### What is expected
Retype the following records exactly as they appear.

### Supplied data ###

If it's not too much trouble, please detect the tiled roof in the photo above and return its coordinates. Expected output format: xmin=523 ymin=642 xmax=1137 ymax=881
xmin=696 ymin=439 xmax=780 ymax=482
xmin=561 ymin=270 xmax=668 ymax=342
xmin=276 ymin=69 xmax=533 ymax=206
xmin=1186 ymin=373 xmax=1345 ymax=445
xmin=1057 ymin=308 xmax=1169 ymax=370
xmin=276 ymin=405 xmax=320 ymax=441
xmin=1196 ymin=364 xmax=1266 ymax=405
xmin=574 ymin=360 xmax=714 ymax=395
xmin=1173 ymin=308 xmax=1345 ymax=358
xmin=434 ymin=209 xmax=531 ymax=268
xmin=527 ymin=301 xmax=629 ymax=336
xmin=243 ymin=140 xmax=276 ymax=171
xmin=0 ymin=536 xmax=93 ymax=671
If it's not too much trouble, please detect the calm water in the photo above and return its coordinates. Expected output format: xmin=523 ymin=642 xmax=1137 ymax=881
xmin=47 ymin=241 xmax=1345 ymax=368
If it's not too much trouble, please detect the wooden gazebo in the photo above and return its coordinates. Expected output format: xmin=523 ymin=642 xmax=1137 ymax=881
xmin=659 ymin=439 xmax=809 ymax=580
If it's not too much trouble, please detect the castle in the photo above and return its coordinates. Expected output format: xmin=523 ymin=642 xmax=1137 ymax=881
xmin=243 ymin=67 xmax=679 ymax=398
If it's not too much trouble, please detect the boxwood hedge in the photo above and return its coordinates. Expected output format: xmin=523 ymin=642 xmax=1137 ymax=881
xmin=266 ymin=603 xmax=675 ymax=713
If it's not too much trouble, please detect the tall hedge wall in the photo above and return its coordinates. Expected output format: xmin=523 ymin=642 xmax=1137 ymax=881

###

### Response to the exercise
If it's not too much trouble, please detect the tiled roof in the photo above and return its coordinates. Expected output format: xmin=523 ymin=642 xmax=1137 ymax=881
xmin=696 ymin=439 xmax=780 ymax=482
xmin=561 ymin=270 xmax=668 ymax=342
xmin=276 ymin=69 xmax=533 ymax=206
xmin=1186 ymin=373 xmax=1345 ymax=445
xmin=1057 ymin=308 xmax=1169 ymax=370
xmin=276 ymin=405 xmax=320 ymax=441
xmin=1196 ymin=364 xmax=1266 ymax=405
xmin=574 ymin=360 xmax=714 ymax=395
xmin=1173 ymin=308 xmax=1345 ymax=358
xmin=434 ymin=209 xmax=531 ymax=268
xmin=527 ymin=301 xmax=629 ymax=336
xmin=243 ymin=140 xmax=276 ymax=171
xmin=0 ymin=536 xmax=93 ymax=671
If it's not too much trouble, please detect the calm water in the photo above and return its coordinates. Expected output format: xmin=523 ymin=642 xmax=1137 ymax=881
xmin=47 ymin=241 xmax=1345 ymax=368
If it's not too much trouble, please detect the wooden gazebo in the photo above and return its coordinates. Expected output format: xmin=523 ymin=642 xmax=1137 ymax=881
xmin=659 ymin=439 xmax=809 ymax=580
If it's not too much trouble, please detect the castle in the photo above and return its coordinates. Expected output format: xmin=523 ymin=642 xmax=1137 ymax=881
xmin=243 ymin=67 xmax=679 ymax=398
If it's not too much trouble, please detect the boxwood hedge in the photo above and return its coordinates. Expected output format: xmin=523 ymin=642 xmax=1137 ymax=881
xmin=266 ymin=603 xmax=675 ymax=713
If it's not too much trouble, please detect the tall hedge wall in the photo above and return its coordinates. Expected output format: xmin=523 ymin=642 xmax=1137 ymax=881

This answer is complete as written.